> _HOW TO COMPLETE THIS TASK_:
Restate each record below word for word, skipping images.

EXERCISE MATERIALS section start

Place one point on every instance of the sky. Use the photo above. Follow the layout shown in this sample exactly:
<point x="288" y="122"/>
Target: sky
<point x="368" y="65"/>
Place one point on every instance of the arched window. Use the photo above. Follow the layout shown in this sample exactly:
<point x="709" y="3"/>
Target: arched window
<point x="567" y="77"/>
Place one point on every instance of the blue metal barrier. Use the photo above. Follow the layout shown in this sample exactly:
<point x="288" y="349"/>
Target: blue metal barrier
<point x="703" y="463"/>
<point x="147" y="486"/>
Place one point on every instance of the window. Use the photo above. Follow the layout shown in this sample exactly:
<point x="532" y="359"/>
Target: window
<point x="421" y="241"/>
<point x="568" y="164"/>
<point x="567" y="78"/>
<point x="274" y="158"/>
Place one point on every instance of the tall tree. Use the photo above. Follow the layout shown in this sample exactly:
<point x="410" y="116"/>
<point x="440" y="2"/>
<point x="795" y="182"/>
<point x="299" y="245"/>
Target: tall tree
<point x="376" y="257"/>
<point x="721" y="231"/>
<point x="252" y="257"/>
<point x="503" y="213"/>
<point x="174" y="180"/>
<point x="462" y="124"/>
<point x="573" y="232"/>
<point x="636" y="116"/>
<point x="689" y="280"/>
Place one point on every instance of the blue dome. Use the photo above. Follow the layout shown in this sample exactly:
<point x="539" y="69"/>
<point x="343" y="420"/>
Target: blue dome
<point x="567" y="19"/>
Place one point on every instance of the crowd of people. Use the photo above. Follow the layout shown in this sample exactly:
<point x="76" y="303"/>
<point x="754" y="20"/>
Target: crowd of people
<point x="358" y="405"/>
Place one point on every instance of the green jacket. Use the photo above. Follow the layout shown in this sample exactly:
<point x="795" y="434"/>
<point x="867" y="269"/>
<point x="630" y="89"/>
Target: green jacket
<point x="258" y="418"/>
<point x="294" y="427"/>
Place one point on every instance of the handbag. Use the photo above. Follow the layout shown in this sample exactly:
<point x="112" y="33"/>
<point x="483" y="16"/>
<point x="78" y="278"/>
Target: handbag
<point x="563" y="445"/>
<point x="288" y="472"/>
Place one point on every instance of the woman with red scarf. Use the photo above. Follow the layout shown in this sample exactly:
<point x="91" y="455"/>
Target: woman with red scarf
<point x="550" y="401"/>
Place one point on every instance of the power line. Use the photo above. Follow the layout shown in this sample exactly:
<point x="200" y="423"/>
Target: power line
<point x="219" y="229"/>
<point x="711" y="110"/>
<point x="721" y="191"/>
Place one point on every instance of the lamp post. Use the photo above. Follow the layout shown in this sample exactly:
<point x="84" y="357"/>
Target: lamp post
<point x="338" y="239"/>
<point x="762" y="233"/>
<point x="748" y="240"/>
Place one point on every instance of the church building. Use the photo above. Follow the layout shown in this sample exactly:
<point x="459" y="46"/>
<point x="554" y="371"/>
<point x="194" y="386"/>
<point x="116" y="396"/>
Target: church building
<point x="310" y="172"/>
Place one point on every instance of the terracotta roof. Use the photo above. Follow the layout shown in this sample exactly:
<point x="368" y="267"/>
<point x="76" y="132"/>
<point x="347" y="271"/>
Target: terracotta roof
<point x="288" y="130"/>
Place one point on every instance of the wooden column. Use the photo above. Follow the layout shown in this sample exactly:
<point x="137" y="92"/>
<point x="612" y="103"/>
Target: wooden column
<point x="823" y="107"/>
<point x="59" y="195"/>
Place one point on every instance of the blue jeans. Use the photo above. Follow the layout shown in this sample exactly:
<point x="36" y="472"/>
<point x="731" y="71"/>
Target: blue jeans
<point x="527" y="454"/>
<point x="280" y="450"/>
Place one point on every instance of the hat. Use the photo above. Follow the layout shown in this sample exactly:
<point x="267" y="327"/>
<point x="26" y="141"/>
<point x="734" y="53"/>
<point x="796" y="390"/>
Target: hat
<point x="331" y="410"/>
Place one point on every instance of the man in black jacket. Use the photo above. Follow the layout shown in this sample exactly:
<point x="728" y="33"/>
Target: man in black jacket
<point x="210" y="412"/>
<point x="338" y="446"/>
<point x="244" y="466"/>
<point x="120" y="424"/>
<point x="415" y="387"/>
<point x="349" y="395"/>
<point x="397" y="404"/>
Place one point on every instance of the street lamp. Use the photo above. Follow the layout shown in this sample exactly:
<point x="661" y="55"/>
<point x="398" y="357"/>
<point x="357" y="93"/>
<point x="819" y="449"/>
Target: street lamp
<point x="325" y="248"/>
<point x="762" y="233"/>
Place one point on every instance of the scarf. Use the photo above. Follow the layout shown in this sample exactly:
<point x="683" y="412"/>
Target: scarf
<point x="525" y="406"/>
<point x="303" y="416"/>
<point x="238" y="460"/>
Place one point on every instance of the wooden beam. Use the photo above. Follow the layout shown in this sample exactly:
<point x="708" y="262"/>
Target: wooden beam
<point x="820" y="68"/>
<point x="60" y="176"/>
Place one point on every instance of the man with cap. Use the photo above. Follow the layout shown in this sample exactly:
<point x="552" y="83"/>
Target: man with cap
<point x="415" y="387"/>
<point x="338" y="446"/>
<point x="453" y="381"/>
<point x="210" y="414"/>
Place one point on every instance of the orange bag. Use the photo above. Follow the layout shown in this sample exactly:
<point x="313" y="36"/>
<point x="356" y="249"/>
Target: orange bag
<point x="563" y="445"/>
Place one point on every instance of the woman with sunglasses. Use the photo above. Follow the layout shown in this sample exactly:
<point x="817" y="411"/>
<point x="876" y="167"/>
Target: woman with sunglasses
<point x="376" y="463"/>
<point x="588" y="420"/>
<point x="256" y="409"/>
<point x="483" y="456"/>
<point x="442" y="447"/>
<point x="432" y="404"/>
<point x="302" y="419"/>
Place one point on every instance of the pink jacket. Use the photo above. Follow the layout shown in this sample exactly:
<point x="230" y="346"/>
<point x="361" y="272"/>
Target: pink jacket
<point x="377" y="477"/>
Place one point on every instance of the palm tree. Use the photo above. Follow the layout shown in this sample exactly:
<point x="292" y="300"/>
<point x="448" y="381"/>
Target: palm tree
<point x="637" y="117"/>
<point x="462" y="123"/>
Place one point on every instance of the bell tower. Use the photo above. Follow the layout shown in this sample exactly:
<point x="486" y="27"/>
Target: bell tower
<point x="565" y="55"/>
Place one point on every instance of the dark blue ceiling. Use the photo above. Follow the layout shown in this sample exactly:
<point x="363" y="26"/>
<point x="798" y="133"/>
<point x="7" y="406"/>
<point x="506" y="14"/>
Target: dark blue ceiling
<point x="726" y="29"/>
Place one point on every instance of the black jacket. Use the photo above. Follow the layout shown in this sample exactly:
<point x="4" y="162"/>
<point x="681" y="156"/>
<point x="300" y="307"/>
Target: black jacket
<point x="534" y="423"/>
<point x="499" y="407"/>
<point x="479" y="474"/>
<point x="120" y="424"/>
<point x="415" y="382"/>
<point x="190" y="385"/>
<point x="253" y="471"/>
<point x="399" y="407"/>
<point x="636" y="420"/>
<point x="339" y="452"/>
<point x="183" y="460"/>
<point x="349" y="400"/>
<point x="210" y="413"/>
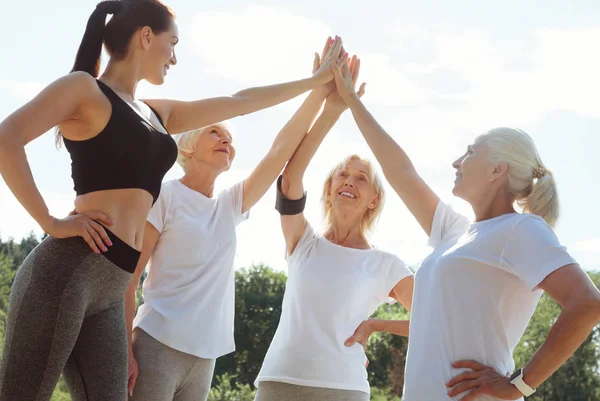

EXERCISE MATERIALS section end

> _SOLUTION TO THE PROBLEM_:
Place one point on every instance of the sky. Use the photo above. Follow the layout shown in this sample exactly:
<point x="288" y="122"/>
Target: sky
<point x="368" y="65"/>
Place one point on every instance of the arched window. Use the photo above. Follow the layout shown in this sample exactly:
<point x="709" y="3"/>
Target: arched window
<point x="567" y="77"/>
Place one point on every instance of the blue metal barrier. Use the photo above. Follow the layout shown in this sample exactly:
<point x="288" y="349"/>
Target: blue metal barrier
<point x="703" y="463"/>
<point x="147" y="486"/>
Place one point on every instance of the window. Use the photo above. Follow the layout shown in this sample exactly:
<point x="532" y="359"/>
Target: window
<point x="421" y="241"/>
<point x="568" y="164"/>
<point x="567" y="78"/>
<point x="274" y="158"/>
Place one point on every instance of the tall tree. Use the photo above. Follow the layout shown in this sample exactly:
<point x="410" y="116"/>
<point x="440" y="2"/>
<point x="795" y="182"/>
<point x="299" y="245"/>
Target: tall tree
<point x="376" y="257"/>
<point x="721" y="231"/>
<point x="252" y="257"/>
<point x="503" y="213"/>
<point x="174" y="180"/>
<point x="462" y="124"/>
<point x="573" y="232"/>
<point x="636" y="116"/>
<point x="689" y="280"/>
Place one point on every instance of the blue dome. Use the photo above. Follow the layout shown in this sample exactly:
<point x="539" y="69"/>
<point x="343" y="420"/>
Target: blue dome
<point x="567" y="19"/>
Place one point on every instance of the crowd of people. Use the photo above. Follow the layout shown in this sample exactly:
<point x="76" y="303"/>
<point x="754" y="20"/>
Target: crowd of people
<point x="358" y="405"/>
Place one point on every instance of the green jacket. Use the photo above. Follow the layout shown in this sample exactly:
<point x="795" y="434"/>
<point x="867" y="269"/>
<point x="630" y="89"/>
Target: green jacket
<point x="258" y="418"/>
<point x="294" y="427"/>
Place one point on every instance of the handbag. Use the photo above. Follow the layout shown in this sample exactly:
<point x="112" y="33"/>
<point x="483" y="16"/>
<point x="78" y="278"/>
Target: handbag
<point x="563" y="445"/>
<point x="288" y="472"/>
Place one point on every instance of the woman with red scarf. Use the photo above. Follow the layout shown in this sample exactly:
<point x="91" y="455"/>
Target: woman with red scarf
<point x="550" y="401"/>
Place one point on every instance of the power line. Use the photo above. Follow the layout shown in this sample exactly:
<point x="200" y="423"/>
Target: power line
<point x="219" y="229"/>
<point x="711" y="110"/>
<point x="721" y="191"/>
Place one point on every instance of the lamp post. Use the photo above. Follow the layout shown in this sample exactly:
<point x="84" y="357"/>
Target: lamp post
<point x="338" y="239"/>
<point x="762" y="233"/>
<point x="748" y="240"/>
Place one point on every instance of the church building. Use the photo above. Follow the layout shown in this sample exactly:
<point x="459" y="46"/>
<point x="554" y="371"/>
<point x="194" y="386"/>
<point x="116" y="396"/>
Target: church building
<point x="310" y="172"/>
Place one point on every instance of the terracotta roof. Use the photo above. Follow the layout shown in this sample exactly:
<point x="368" y="267"/>
<point x="76" y="132"/>
<point x="347" y="271"/>
Target: terracotta roof
<point x="288" y="130"/>
Place one point on every instance of the wooden column. Use the photo above. Follow the layout shown in this sample exactly:
<point x="137" y="92"/>
<point x="612" y="103"/>
Target: wooden column
<point x="823" y="107"/>
<point x="59" y="195"/>
Place one point on every instance of the blue jeans. Use the photo above. Follow the layout shown in this sample exactly:
<point x="36" y="472"/>
<point x="731" y="71"/>
Target: blue jeans
<point x="527" y="454"/>
<point x="280" y="450"/>
Place one point on every instance of the hat. Use the photo above. Follow the layout shown in this sample exactly:
<point x="267" y="327"/>
<point x="26" y="141"/>
<point x="734" y="53"/>
<point x="796" y="390"/>
Target: hat
<point x="331" y="410"/>
Place one point on every instance of the man in black jacket. Use the photo above. Follow the layout shown in this sample exactly:
<point x="728" y="33"/>
Target: man in black jacket
<point x="210" y="412"/>
<point x="338" y="446"/>
<point x="244" y="466"/>
<point x="120" y="424"/>
<point x="415" y="387"/>
<point x="349" y="395"/>
<point x="397" y="404"/>
Place one point on every instance of the street lamp. Use the photo above. Follow the layout shown in this sample exactly:
<point x="661" y="55"/>
<point x="398" y="357"/>
<point x="357" y="93"/>
<point x="819" y="449"/>
Target: street lamp
<point x="325" y="248"/>
<point x="762" y="233"/>
Place one point on every instance of the scarf. Use the photo above. Follow the layout shown in this sample exactly:
<point x="683" y="412"/>
Target: scarf
<point x="525" y="406"/>
<point x="303" y="416"/>
<point x="238" y="460"/>
Place one point on every instance of the wooden beam. Use the photo above. Follow the layout shown in this sample exactly:
<point x="708" y="262"/>
Target: wooden beam
<point x="820" y="68"/>
<point x="60" y="176"/>
Place one point on every instance of the man with cap. Use the photo above. Follow the layout shown in this sample exactly:
<point x="552" y="83"/>
Target: man with cap
<point x="415" y="387"/>
<point x="338" y="446"/>
<point x="453" y="381"/>
<point x="210" y="414"/>
Place one point on every instance of the orange bag. Use the photo above. Follow the layout shown in this sample exactly:
<point x="313" y="36"/>
<point x="356" y="249"/>
Target: orange bag
<point x="563" y="445"/>
Place one point on every instance of the woman with sunglasses. Use the photo above. Follow the layout shown in this sample exactly:
<point x="817" y="411"/>
<point x="876" y="167"/>
Target: woman with sunglasses
<point x="376" y="463"/>
<point x="588" y="420"/>
<point x="256" y="409"/>
<point x="483" y="456"/>
<point x="442" y="447"/>
<point x="432" y="404"/>
<point x="302" y="419"/>
Place one point on every instance of the pink jacket. Use the photo above. Follow the layout shown in this sample exactly:
<point x="230" y="346"/>
<point x="361" y="272"/>
Target: pink jacket
<point x="377" y="477"/>
Place one point on every instance of the palm tree. Use the photo above. Follow the layout shown in this sample exactly:
<point x="292" y="300"/>
<point x="448" y="381"/>
Target: palm tree
<point x="637" y="117"/>
<point x="462" y="123"/>
Place one point on every instance of the bell tower. Use the photo above. Follow the layout shown in this sample exactly:
<point x="486" y="27"/>
Target: bell tower
<point x="565" y="55"/>
Place one point on every instance of the dark blue ceiling. Use the photo above. Follow the layout shown in this sample exactly:
<point x="363" y="26"/>
<point x="798" y="133"/>
<point x="7" y="406"/>
<point x="506" y="14"/>
Target: dark blue ceiling
<point x="726" y="29"/>
Place one point on every instance of the black jacket. Use the photo above. Follow the layout shown in this sample exactly:
<point x="4" y="162"/>
<point x="681" y="156"/>
<point x="300" y="307"/>
Target: black jacket
<point x="534" y="423"/>
<point x="499" y="407"/>
<point x="479" y="474"/>
<point x="120" y="424"/>
<point x="415" y="382"/>
<point x="190" y="385"/>
<point x="253" y="471"/>
<point x="399" y="407"/>
<point x="636" y="420"/>
<point x="339" y="452"/>
<point x="183" y="460"/>
<point x="349" y="400"/>
<point x="210" y="413"/>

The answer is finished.